▶ TO DO: Write out each line of the listing below, keeping every word and mark the same.

▶ RECORDS SUPPLIED:
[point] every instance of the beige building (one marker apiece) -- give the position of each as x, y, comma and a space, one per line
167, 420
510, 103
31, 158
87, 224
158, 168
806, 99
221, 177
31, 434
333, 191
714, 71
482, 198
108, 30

▶ TASK RESULT:
[point] every instance of the beige building (one marker apiece) -- give the position of each as x, y, comma and a space, one per line
167, 420
510, 103
31, 158
87, 224
158, 168
806, 99
221, 177
31, 434
333, 191
714, 71
482, 198
108, 30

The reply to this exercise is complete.